Please identify every line in the records below that contains the string "shark". Case counts.

--- Records provided ---
--- START ---
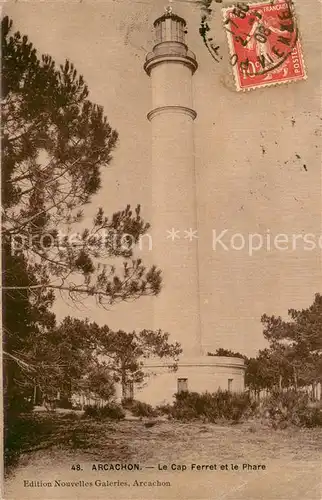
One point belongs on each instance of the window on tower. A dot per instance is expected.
--- END ---
--- START ---
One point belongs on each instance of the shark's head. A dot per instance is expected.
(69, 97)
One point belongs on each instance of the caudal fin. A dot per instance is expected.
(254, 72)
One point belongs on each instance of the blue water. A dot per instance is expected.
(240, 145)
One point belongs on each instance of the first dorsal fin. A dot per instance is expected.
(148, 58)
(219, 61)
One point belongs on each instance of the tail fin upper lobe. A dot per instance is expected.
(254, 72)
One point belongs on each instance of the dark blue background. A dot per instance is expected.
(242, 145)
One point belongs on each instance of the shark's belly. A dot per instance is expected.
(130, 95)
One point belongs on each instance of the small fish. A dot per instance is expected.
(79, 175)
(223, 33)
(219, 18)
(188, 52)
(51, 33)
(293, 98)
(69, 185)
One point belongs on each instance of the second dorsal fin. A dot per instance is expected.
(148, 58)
--- END ---
--- Exercise answer ---
One point belongs on each instance of the shark's head. A dot per instance is expected.
One point belongs on each instance of the shark's belly. A dot per instance is expected.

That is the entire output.